(Collected data entries)

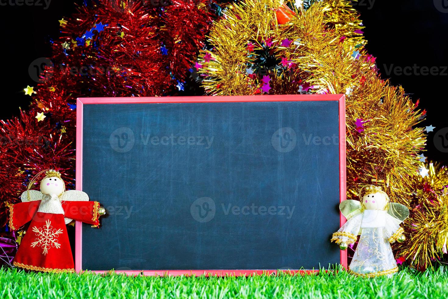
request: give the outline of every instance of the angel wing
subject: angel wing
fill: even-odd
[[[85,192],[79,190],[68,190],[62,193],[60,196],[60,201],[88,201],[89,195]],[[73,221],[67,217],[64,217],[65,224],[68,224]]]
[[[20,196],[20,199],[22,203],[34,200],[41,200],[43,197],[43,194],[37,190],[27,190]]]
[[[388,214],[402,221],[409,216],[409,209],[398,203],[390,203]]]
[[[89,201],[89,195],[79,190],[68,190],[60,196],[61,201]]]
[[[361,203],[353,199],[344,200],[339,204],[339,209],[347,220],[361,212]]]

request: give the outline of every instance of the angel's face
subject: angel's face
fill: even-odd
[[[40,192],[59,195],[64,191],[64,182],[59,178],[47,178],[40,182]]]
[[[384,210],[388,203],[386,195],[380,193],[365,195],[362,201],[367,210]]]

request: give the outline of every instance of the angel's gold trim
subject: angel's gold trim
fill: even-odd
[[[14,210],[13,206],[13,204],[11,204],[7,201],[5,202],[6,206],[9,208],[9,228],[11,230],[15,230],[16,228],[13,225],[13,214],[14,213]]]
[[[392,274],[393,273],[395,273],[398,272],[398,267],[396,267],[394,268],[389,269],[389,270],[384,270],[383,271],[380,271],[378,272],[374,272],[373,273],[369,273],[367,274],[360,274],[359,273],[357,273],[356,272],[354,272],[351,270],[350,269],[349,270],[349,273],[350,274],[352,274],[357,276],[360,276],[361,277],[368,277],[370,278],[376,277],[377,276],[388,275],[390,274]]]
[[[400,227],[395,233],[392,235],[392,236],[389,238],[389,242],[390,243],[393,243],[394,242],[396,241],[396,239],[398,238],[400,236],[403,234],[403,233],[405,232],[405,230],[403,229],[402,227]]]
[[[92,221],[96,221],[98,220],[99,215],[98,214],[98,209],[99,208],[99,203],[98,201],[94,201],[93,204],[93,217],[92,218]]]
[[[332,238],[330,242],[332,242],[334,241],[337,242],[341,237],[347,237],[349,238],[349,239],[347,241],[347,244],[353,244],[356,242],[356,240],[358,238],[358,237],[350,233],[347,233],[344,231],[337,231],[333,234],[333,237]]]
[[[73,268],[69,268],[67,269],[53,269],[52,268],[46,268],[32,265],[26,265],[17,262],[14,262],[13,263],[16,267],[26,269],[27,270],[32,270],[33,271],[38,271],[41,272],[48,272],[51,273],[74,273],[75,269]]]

# [To do]
Pull every line of the data above into your answer, copying each one character for character, and leave out the pictures.

# [Expected answer]
request: give the outline of every instance of the angel wing
subject: angel wing
fill: even-odd
[[[85,192],[79,190],[68,190],[62,193],[60,196],[60,201],[88,201],[89,195]],[[73,221],[67,217],[64,217],[65,224],[68,224]]]
[[[20,196],[20,199],[22,203],[34,200],[41,200],[43,197],[43,194],[37,190],[27,190]]]
[[[388,214],[402,221],[409,216],[409,209],[398,203],[390,203]]]
[[[89,201],[89,195],[79,190],[68,190],[60,196],[61,201]]]
[[[361,203],[353,199],[344,200],[339,204],[339,209],[347,220],[361,212]]]

request: give the outline of every instance of the angel's face
subject: angel's face
fill: even-odd
[[[40,192],[59,195],[64,191],[64,182],[59,178],[47,178],[40,182]]]
[[[384,210],[388,203],[386,195],[380,193],[365,195],[362,201],[367,210]]]

request: give the outline of every instance of the angel's gold trim
subject: angel's gold trim
fill: even-odd
[[[14,210],[13,206],[13,204],[11,204],[7,201],[5,202],[6,206],[9,208],[9,228],[11,230],[15,230],[16,228],[13,225],[13,214],[14,213]]]
[[[392,274],[393,273],[395,273],[398,272],[398,267],[396,267],[394,268],[389,269],[389,270],[384,270],[383,271],[380,271],[378,272],[374,272],[373,273],[369,273],[367,274],[360,274],[359,273],[357,273],[356,272],[354,272],[351,270],[350,269],[349,270],[349,273],[350,274],[352,274],[357,276],[360,276],[361,277],[368,277],[370,278],[376,277],[377,276],[388,275],[390,274]]]
[[[400,227],[395,233],[392,235],[392,236],[389,238],[389,242],[390,243],[393,243],[394,242],[396,241],[396,239],[398,238],[400,236],[403,234],[403,233],[405,232],[405,230],[403,229],[402,227]]]
[[[92,221],[96,221],[98,220],[99,215],[98,214],[98,209],[99,208],[99,203],[98,201],[94,201],[93,204],[93,217],[92,218]]]
[[[332,238],[330,242],[332,242],[334,241],[337,242],[341,237],[347,237],[349,238],[349,239],[347,241],[347,244],[353,244],[356,242],[356,240],[358,238],[358,237],[350,233],[347,233],[344,231],[337,231],[333,234],[333,237]]]
[[[73,268],[69,268],[67,269],[53,269],[52,268],[46,268],[32,265],[26,265],[17,262],[14,262],[13,263],[16,267],[26,269],[27,270],[32,270],[33,271],[38,271],[41,272],[48,272],[51,273],[74,273],[75,269]]]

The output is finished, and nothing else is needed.